* Source extract:
**********

A brain-inspired information processing algorithm and its application in text classification
Introduction
In recent years, artificial intelligence technology has made rapid progress which has greatly surpassed human capabilities in many specific fields, such as image recognition (He, Zhang, Ren, & Sun, 2016), speech recognition (Chorowski, Bahdanau, Serdyuk, Cho, & Bengio, 2015), data mining (Holzinger, 2015), and so on.
In the field of pattern recognition, most algorithms reported in the literature are based on feature extraction and classifier (Bishop, 1995, Miroczuk and Protasiewicz, 2018). The main function of feature extraction is to map the original data to the input space corresponding to the classifier, meanwhile, simplify and refine the data. Many different methods for feature extraction have been developed over the past decades. In the field of image recognition, feature extraction methods have gradually evolved from the initial artificial selection to the convolution and pooling methods (Cui et al., 2016, He et al., 2015, Lowe et al., 1999, Simonyan and Zisserman, 2014). In comparison, in the field of text classification, many works reported in the last five years focused on feature selection and weight optimization (Pinheiro et al., 2015, Uysal, 2016, Ghareb et al., 2016, Agnihotri et al., 2017, Chen et al., 2016). The main goals of these studies are simplifying feature vectors, removing redundant information, and improving training speed as well as accuracy. The most common feature extraction method is vector space model (VSM), also known as the bag of words model. The central idea of VSM (Salton et al., 1975, Rajan et al., 2009) is using the word frequency of a text to form vector space. Unlike English texts, there is no space in Chinese texts to separate two neighboring Chinese words, which may consist of one or several Chinese characters. To solve this issue, word segmentation (WS) algorithm (Sproat and Emerson, 2003, Liu and Chen, 2015, Zhang et al., 2015) is usually used to segment Chinese sentences into individual Chinese word. However, WS algorithm needs to be trained with a large number of texts. When choosing the training set to train a WS model, a strong subjective human intervention is needed.
As outlined in Table 1, the trend of researches on feature extraction is to reduce human intervention because of its strong subjectivity and one-sidedness. Years ago, researchers used features with strong human intervention such as histogram (Ito, Ohyama, Wakabayashi, & Kimura, 2012) to do image recognition. But recently, methods with less human intervention such as convolution and pooling (Krizhevsky, Sutskever, & Hinton, 2012) show advantages. However, in Chinese text classification, word segmentation and vector space model are still the most commonly used methods to do data pretreatment and feature extraction. Training these algorithms requires massive labeled data with strong human intervention. As a result, a WS model trained with dataset A can hardly deal with dataset B, if there is a great difference between dataset A and B. For example, after training with modern standard Chinese texts, a word segmentation system may perform poorly dealing with Chinese dialects or Classical Chinese (Yi et al., 2007).
Although the human brain is slow to calculate, it can respond quickly when facing a familiar environment. Generally, people can read an article quickly and do skimming reading without reading every word. Classical cognitive science holds that the human brain constantly predicts the information to be received (Hosoya et al., 2005, Harman et al., 1999, Clark, 2013). In our daily life, we record the information around us into the brain constantly. When we receive familiar inputs again, we can quickly recall similar memory as the prediction of upcoming inputs to be received or as a supplement to the missing information of the inputs. This information processing mechanism of the human brain has two great benefits. First, as mentioned above, the missing information can be automatically filled up, which enhances the robust information processing mechanism of the human brain. Second, this approach of information processing can help our brain ignore redundant or repeated information, which makes the speed of processing familiar information several times faster.

**********

* Job 1:
List every specific field that the text classification excerpt names as one where artificial intelligence has greatly surpassed human capabilities.
* Job 2:
Reproduce everything in the text classification excerpt from "A brain-inspired information" down to "2015), and so on.".

* Collected material:
**********

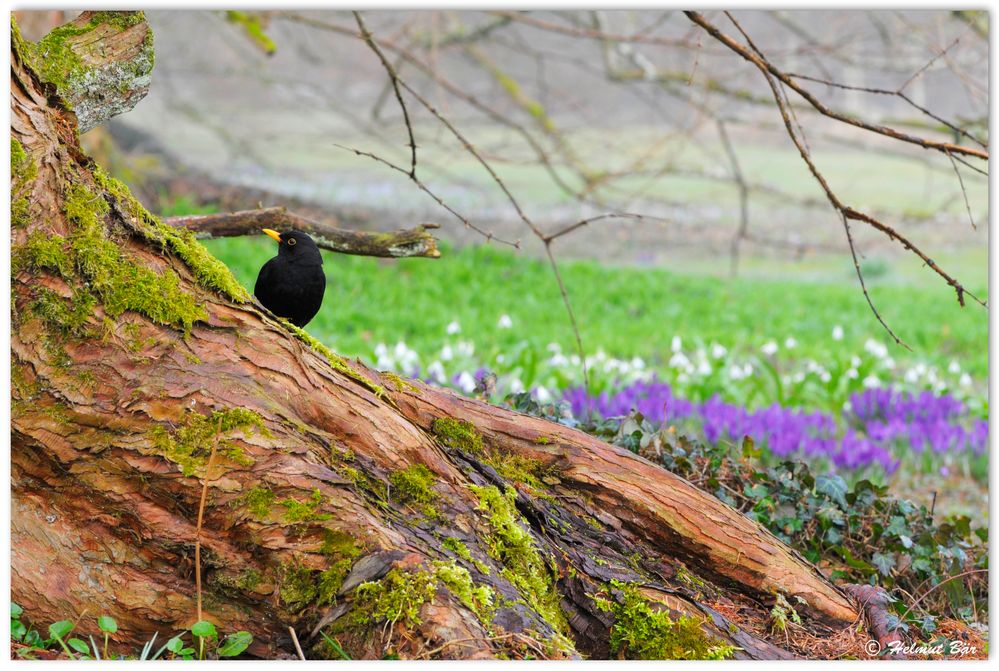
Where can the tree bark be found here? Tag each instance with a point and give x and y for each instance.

**********

* Expected output 1:
- Image recognition
- Speech recognition
- Data mining

* Expected output 2:
A brain-inspired information processing algorithm and its application in text classification
Introduction
In recent years, artificial intelligence technology has made rapid progress which has greatly surpassed human capabilities in many specific fields, such as image recognition (He, Zhang, Ren, & Sun, 2016), speech recognition (Chorowski, Bahdanau, Serdyuk, Cho, & Bengio, 2015), data mining (Holzinger, 2015), and so on.